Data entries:
========
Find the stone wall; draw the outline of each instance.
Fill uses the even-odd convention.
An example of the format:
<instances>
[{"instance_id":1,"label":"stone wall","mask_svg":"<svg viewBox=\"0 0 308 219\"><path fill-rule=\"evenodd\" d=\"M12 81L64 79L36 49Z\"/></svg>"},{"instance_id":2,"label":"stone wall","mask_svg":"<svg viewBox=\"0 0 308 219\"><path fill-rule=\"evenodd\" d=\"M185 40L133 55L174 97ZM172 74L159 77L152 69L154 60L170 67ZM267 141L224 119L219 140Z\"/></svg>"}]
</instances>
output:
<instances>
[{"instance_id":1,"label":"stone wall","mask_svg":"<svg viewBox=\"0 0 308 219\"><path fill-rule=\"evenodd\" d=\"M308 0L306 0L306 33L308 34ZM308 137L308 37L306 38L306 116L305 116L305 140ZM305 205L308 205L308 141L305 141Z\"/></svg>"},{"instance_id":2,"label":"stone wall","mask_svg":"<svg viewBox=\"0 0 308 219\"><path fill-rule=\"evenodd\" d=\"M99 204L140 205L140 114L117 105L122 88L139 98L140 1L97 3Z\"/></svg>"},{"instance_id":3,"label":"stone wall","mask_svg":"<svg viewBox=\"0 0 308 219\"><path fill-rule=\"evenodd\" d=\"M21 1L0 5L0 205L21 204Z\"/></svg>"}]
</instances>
========
What to do ::
Copy every one of the items above line for line, changing nothing.

The completed task ::
Find the stone wall; draw the outline of each instance.
Fill uses the even-odd convention.
An example of the format:
<instances>
[{"instance_id":1,"label":"stone wall","mask_svg":"<svg viewBox=\"0 0 308 219\"><path fill-rule=\"evenodd\" d=\"M12 81L64 79L36 49Z\"/></svg>"},{"instance_id":2,"label":"stone wall","mask_svg":"<svg viewBox=\"0 0 308 219\"><path fill-rule=\"evenodd\" d=\"M185 40L133 55L174 97ZM172 74L159 77L152 69L154 60L170 67ZM267 141L224 119L219 140Z\"/></svg>"}]
</instances>
output:
<instances>
[{"instance_id":1,"label":"stone wall","mask_svg":"<svg viewBox=\"0 0 308 219\"><path fill-rule=\"evenodd\" d=\"M308 0L306 0L306 33L308 34ZM308 137L308 37L306 38L306 116L305 116L305 140ZM305 205L308 205L308 141L305 141Z\"/></svg>"},{"instance_id":2,"label":"stone wall","mask_svg":"<svg viewBox=\"0 0 308 219\"><path fill-rule=\"evenodd\" d=\"M99 204L140 205L140 114L117 105L122 88L139 98L140 1L97 3Z\"/></svg>"},{"instance_id":3,"label":"stone wall","mask_svg":"<svg viewBox=\"0 0 308 219\"><path fill-rule=\"evenodd\" d=\"M21 1L0 5L0 205L21 204Z\"/></svg>"}]
</instances>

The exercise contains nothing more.